START Material supplied

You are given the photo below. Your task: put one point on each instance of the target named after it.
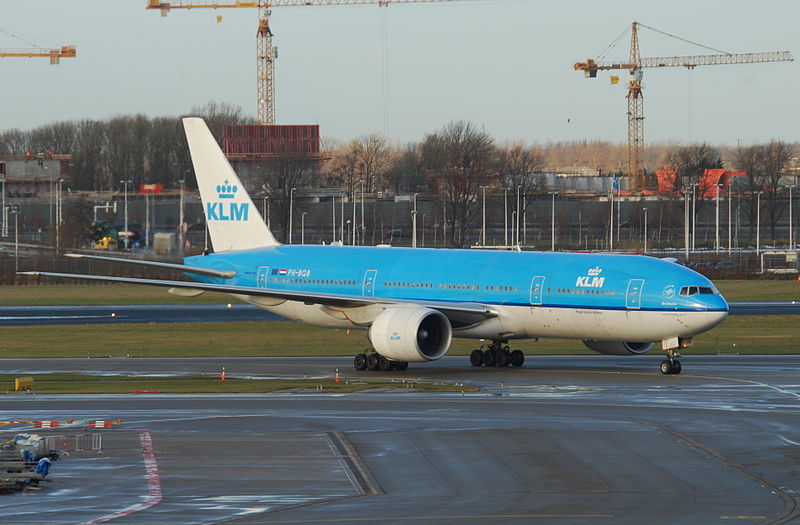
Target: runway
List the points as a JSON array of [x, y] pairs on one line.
[[191, 313], [583, 439]]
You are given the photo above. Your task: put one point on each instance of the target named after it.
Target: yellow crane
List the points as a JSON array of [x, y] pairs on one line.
[[55, 54], [266, 52], [636, 64]]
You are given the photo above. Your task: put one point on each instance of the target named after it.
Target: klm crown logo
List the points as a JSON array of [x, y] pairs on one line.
[[227, 211], [226, 191], [593, 280]]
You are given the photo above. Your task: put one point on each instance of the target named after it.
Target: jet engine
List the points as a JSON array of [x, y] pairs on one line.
[[411, 334], [617, 347]]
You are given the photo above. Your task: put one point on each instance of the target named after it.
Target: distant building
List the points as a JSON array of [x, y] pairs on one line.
[[33, 175]]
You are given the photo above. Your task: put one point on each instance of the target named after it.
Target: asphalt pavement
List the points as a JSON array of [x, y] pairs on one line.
[[581, 439], [191, 313]]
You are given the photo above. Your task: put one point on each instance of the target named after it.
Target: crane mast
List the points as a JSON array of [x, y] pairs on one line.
[[266, 52], [635, 66], [55, 55]]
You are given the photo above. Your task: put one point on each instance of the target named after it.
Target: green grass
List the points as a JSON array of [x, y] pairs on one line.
[[123, 294], [92, 384], [739, 334], [94, 294], [759, 290]]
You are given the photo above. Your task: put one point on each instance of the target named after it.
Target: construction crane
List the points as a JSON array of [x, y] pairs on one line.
[[55, 54], [636, 64], [266, 52]]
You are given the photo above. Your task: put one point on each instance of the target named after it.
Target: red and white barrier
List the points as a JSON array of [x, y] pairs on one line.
[[100, 423]]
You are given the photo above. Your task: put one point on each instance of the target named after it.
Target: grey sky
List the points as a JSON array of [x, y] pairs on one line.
[[503, 64]]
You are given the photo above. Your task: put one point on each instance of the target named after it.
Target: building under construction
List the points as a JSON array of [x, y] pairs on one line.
[[254, 149]]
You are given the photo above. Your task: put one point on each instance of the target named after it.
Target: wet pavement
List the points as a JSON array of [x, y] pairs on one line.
[[582, 439]]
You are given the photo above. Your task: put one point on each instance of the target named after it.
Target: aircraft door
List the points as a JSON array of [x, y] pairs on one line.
[[537, 287], [633, 297], [368, 286], [263, 276]]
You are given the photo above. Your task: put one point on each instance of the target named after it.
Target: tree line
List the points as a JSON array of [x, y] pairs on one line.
[[457, 163]]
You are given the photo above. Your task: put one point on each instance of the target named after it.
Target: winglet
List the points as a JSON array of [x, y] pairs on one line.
[[234, 222]]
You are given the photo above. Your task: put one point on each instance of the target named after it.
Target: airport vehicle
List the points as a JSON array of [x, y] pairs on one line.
[[414, 301]]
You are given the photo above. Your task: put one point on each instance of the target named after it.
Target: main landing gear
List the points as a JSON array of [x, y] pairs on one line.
[[671, 365], [496, 354], [374, 361]]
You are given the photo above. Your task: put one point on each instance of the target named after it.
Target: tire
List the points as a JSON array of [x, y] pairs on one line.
[[476, 358], [372, 362], [360, 362], [384, 364], [503, 358]]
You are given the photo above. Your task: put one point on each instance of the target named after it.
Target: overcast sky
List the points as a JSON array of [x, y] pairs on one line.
[[502, 64]]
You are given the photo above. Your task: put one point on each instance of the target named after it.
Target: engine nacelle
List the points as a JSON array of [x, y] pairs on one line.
[[617, 347], [411, 334]]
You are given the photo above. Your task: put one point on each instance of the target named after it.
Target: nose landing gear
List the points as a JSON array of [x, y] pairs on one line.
[[671, 365]]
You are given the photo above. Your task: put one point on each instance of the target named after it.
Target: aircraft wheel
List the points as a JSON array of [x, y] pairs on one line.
[[476, 358], [360, 362], [372, 362], [503, 358], [384, 364]]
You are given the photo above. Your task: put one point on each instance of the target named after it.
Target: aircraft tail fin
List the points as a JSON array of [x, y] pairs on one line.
[[234, 222]]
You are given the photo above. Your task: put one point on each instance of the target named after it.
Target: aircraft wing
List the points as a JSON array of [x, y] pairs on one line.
[[463, 313]]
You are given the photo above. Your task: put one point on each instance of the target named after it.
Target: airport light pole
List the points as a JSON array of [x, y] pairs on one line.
[[58, 214], [791, 230], [265, 204], [291, 204], [553, 225], [730, 224], [516, 227], [686, 222], [716, 219], [483, 226], [303, 228], [423, 229], [127, 233], [758, 223], [694, 215], [505, 216], [5, 215], [181, 218], [645, 231], [15, 211], [611, 222], [414, 223]]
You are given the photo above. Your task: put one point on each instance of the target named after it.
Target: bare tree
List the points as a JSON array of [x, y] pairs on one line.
[[519, 167], [765, 165], [459, 158], [406, 173], [278, 177]]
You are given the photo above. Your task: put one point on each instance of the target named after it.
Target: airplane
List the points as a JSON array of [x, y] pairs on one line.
[[413, 301]]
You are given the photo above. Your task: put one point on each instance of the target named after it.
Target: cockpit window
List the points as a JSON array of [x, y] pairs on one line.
[[688, 291]]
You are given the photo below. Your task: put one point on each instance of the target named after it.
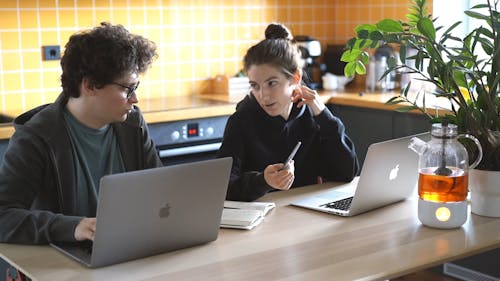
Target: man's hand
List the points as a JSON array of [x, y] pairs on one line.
[[85, 229]]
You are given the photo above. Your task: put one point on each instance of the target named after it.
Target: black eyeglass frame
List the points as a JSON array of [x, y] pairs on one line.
[[130, 90]]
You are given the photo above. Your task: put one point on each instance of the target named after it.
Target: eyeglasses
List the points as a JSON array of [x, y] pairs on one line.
[[130, 89]]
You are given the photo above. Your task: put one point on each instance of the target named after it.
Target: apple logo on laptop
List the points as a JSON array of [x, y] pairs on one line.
[[164, 211], [394, 173]]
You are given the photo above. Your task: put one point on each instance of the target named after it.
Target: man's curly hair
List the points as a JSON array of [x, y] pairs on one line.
[[102, 55]]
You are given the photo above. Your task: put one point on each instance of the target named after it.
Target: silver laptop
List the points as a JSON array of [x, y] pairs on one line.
[[148, 212], [389, 175]]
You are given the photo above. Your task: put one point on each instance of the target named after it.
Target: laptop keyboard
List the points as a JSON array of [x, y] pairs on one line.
[[344, 204]]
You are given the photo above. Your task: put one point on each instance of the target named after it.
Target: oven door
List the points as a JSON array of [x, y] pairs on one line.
[[188, 140], [189, 152]]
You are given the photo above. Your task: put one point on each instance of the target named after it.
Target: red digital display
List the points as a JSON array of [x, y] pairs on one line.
[[193, 130]]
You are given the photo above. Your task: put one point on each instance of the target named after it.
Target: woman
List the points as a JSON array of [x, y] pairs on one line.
[[278, 113]]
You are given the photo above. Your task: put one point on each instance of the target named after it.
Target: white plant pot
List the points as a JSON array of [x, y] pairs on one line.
[[485, 192]]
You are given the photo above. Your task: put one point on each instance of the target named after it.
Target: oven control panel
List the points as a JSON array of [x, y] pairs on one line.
[[189, 131]]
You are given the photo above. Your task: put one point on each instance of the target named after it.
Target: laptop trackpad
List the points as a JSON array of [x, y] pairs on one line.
[[333, 195], [80, 251]]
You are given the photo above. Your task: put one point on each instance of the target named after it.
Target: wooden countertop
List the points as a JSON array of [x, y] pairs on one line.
[[291, 244], [168, 109]]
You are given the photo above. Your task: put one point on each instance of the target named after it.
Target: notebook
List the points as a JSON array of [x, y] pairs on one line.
[[148, 212], [389, 175]]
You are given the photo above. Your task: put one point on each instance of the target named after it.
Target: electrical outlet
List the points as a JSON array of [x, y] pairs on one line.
[[51, 52]]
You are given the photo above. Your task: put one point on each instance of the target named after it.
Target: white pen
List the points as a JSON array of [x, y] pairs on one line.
[[292, 154]]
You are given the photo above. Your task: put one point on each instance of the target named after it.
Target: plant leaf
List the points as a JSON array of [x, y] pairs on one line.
[[360, 68], [426, 27], [350, 55], [389, 25], [407, 108], [350, 69], [476, 15]]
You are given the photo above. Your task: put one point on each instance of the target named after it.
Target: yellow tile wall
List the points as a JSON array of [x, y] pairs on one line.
[[196, 39]]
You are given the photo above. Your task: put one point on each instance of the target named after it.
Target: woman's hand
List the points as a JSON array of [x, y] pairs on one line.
[[280, 177], [85, 229], [304, 95]]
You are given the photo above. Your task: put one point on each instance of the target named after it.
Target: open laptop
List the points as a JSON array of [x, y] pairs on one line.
[[148, 212], [389, 175]]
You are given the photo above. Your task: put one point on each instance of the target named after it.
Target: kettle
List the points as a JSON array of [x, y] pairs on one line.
[[443, 181]]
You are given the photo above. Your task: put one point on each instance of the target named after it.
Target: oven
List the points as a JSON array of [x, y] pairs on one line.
[[188, 140]]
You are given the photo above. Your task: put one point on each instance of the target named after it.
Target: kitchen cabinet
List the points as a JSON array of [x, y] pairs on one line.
[[367, 125]]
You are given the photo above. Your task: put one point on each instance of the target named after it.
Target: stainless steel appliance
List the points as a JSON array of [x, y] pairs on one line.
[[311, 50], [188, 140]]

END Material supplied

**Your objective:** In the records above, find each line with the word "logo" and copy it out.

**Expected answer:**
Target: klm crown logo
Target: apple logo on laptop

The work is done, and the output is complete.